Excerpt provided –
2.3. IGFs Neutralizing Antibodies and Ligands TRAP

Neutralizing IGFs ligands represents an alternative therapeutic strategy to block the IGF system. MEDI-573 is a fully human monoclonal antibody that neutralizes both IGF1 and IGF2 and inhibits both IGF1R and IR-A downstream signaling without affecting insulin-dependent IR activation [37]. Preclinical results obtained in embryonic fibroblast cell lines overexpressing the IGF1R and IGF1/IGF2 or IR-A demonstrated that MEDI-573 inhibits in vivo growth in xenograft models [37]. Recent preclinical evidence demonstrated that MEDI-573 induces apoptosis and inhibits tumor growth in a subset of colorectal cancer overexpressing IGF2 [38]. In clinical trials, MEDI-573 determined antitumor activity in advanced solid tumors as shown by stable disease (around 33% of patients), and a favorable tolerability profile without affecting metabolic homeostasis [39]
Among the IGF-targeting strategies, an emerging area of research is currently focusing on IGF-Trap. The IGF-Trap is a heterotetramer, composed of the extracellular domain of the IGF1R fused to the Fc portion of human IgG1 [40][41]. The IGF-Trap binds IGF1 and IGF2 with higher affinity than insulin, thus avoiding metabolic effects [40][41]. In addition, it inhibits IGF1R-driven cellular functions such as migration, proliferation and survival in various carcinoma cellular models [40][41]. The IGF-Trap significantly reduces metastatic spread of colon and lung carcinoma cells to the liver, representing a novel promising alterative to IGF1R or IGF1/IGF2 antibodies [40][41].

3. Conclusions

Dysregulation of the IGF system drives cancer cell proliferation, migration, EMT, and drug resistance. Accordingly, multiple anti-IGF therapeutic strategies have been developed to block this pathway, including IGF1R monoclonal antibodies, tyrosine-kinase inhibitors, IGFs neutralizing antibodies or the new IGF-TRAP and IGF1R—targeted antibody—drug conjugates. After decades of research in the field, clinical relevance of therapeutic agents targeting the IGF system in cancer appears limited to subsets of sarcomas. This is in line with the exceptional dependence of these diseases on IGF-driven processes. Still, even in those tumors, molecular profiling to identify patients who would better respond to anti-IGF-based treatment is still an urgent clinical need. In addition, any therapeutic strategy solely targeting the IGF axis is likely insufficient to block tumor growth. The majority of the information obtained to date shows the complexity of the IGF axis regulation and the multiplicity of interactions with other cancer-relevant pathways, which either potentiate or compensate molecular signaling mediated by the IGF system. A better understanding of this network of signaling pathways might contribute to the identification of novel and more effective therapeutic combinations for sarcoma treatment.

Prompt –
Please translate this sentence from the excerpt on IGF-targeting cancer therapy into Spanish: "Dysregulation of the IGF system drives cancer cell proliferation, migration, EMT, and drug resistance."

Exercise data –
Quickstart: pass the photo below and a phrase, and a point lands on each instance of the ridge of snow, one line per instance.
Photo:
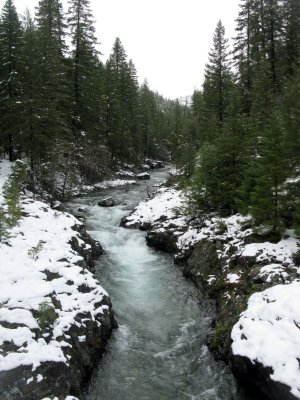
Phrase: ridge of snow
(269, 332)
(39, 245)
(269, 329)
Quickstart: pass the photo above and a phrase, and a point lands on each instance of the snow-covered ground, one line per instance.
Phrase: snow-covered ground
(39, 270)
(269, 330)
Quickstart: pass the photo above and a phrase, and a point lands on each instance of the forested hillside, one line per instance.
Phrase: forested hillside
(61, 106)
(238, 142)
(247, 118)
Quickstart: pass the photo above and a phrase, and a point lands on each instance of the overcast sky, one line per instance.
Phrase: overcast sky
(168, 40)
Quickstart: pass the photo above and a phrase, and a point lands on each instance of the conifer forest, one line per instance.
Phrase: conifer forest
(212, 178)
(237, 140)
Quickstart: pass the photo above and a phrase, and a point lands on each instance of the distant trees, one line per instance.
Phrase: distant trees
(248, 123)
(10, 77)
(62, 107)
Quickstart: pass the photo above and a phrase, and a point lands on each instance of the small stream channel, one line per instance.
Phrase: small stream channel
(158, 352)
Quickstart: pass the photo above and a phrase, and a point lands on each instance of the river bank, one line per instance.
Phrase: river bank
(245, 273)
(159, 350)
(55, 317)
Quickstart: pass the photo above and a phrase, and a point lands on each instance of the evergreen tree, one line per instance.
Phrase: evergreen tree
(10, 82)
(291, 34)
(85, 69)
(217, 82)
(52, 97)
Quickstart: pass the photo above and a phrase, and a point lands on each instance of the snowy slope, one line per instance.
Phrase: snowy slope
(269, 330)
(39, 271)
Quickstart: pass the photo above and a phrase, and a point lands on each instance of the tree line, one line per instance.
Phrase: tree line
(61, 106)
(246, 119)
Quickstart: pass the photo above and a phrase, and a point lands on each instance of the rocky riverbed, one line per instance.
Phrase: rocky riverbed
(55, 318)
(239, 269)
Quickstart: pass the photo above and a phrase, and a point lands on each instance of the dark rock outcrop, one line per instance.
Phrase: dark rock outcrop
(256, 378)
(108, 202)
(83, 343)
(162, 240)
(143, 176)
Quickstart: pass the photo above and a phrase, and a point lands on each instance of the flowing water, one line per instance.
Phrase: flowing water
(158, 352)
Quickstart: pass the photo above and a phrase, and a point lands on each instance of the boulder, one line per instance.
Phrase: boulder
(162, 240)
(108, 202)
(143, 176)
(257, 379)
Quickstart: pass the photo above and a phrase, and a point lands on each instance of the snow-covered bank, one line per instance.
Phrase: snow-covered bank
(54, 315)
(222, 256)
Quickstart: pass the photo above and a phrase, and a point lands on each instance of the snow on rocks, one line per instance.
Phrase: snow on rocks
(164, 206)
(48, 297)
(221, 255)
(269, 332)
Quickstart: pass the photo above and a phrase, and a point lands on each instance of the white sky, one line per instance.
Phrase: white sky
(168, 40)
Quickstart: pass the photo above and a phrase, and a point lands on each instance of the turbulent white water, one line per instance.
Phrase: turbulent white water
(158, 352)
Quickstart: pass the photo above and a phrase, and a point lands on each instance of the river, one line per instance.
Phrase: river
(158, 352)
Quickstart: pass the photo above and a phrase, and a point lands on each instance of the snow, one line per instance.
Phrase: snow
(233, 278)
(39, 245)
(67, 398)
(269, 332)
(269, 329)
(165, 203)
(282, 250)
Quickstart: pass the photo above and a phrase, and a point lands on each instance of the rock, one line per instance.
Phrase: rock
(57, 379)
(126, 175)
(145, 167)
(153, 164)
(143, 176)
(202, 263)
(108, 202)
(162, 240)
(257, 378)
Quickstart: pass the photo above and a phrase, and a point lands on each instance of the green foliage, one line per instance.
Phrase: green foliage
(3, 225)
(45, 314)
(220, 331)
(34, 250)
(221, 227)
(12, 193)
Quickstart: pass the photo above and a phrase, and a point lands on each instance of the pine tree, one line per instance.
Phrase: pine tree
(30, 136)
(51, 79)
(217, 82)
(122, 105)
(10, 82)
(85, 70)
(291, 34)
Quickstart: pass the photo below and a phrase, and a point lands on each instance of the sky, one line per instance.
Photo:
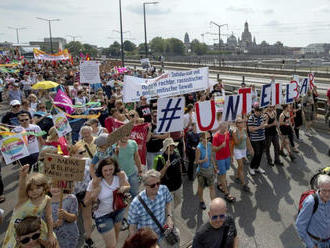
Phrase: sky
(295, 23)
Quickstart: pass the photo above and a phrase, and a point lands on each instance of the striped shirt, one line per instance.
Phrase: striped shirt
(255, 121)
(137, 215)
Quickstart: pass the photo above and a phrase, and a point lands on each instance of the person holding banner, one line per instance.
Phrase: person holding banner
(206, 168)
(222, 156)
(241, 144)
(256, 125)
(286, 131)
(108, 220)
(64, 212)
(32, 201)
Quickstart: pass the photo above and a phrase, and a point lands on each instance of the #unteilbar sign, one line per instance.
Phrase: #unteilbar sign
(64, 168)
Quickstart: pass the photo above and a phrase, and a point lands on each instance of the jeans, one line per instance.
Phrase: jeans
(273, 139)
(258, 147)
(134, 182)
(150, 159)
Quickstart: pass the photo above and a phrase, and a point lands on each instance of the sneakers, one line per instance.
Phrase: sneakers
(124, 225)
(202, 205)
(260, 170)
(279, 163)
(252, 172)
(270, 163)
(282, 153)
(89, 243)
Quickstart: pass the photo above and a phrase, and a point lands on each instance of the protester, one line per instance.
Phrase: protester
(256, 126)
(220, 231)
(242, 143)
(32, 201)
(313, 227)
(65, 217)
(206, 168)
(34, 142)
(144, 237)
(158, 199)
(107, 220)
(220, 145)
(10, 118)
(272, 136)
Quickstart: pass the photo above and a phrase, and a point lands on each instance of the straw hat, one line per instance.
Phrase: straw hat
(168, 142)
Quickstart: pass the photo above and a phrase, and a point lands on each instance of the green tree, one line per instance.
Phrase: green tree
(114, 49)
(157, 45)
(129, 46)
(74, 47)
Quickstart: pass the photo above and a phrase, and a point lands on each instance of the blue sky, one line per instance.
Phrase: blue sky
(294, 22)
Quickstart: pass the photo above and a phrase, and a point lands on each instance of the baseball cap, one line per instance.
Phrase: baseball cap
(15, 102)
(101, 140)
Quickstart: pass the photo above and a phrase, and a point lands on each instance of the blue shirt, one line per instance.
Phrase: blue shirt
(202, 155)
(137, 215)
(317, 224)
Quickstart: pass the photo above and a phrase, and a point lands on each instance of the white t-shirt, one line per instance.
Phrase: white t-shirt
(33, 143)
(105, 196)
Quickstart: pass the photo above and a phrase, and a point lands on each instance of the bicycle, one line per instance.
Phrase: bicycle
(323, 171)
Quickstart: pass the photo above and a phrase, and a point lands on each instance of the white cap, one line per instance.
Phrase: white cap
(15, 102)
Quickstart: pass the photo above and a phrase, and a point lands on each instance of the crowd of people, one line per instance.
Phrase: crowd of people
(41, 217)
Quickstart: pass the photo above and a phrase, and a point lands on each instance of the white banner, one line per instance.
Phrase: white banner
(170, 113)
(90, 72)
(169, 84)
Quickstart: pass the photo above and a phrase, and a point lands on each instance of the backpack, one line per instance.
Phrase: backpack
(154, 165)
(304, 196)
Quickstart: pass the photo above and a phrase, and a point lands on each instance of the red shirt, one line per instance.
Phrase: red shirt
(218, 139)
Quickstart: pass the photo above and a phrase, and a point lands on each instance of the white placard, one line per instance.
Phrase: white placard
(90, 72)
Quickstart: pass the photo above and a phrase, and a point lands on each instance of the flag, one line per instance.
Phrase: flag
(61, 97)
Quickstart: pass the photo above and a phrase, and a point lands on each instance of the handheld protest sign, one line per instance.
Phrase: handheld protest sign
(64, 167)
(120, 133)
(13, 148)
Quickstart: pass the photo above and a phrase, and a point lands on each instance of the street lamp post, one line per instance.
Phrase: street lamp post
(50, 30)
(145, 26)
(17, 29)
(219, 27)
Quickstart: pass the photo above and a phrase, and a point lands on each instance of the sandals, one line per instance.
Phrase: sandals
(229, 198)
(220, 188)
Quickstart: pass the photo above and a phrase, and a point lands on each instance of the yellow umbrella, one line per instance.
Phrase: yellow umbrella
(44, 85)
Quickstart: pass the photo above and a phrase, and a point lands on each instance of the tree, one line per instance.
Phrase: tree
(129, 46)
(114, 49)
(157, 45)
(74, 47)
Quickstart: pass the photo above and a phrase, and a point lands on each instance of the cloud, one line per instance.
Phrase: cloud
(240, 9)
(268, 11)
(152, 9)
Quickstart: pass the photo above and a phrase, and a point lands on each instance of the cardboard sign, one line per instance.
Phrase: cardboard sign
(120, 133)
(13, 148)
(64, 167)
==
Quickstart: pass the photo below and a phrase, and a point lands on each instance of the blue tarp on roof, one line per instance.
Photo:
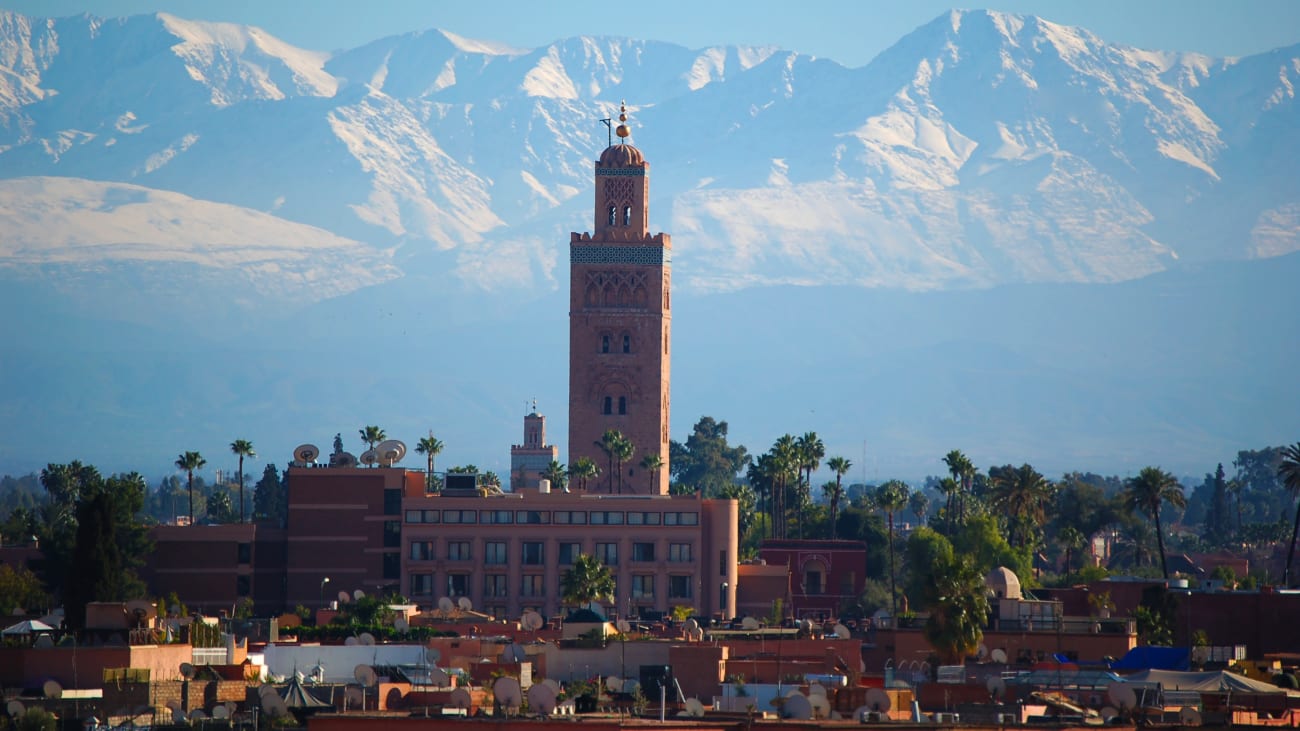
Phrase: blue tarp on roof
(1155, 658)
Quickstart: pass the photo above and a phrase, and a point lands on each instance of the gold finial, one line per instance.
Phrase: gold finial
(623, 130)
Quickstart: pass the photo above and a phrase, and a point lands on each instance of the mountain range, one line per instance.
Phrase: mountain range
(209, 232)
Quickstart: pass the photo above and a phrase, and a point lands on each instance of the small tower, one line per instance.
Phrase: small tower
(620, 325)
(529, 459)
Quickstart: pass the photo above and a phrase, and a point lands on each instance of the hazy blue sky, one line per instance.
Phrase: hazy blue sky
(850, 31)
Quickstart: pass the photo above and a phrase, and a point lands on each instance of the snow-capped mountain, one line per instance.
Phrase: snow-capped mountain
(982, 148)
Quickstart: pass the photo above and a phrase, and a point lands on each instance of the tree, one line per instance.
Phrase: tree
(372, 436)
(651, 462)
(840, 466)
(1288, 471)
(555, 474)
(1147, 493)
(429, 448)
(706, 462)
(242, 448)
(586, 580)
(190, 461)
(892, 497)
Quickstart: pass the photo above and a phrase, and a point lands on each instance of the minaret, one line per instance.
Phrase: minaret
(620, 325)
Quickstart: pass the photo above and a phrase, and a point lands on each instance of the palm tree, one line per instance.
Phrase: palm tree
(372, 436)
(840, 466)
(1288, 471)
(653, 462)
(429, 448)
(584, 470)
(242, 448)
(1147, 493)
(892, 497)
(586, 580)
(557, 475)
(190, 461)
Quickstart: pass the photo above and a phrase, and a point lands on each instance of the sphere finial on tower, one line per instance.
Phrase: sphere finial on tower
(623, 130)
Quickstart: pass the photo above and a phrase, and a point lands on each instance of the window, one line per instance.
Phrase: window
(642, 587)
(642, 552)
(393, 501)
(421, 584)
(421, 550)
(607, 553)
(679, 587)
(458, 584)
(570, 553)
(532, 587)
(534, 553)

Exercise answer –
La desregulación del sistema IGF impulsa la proliferación, la migración, la EMT y la resistencia a fármacos de las células cancerosas.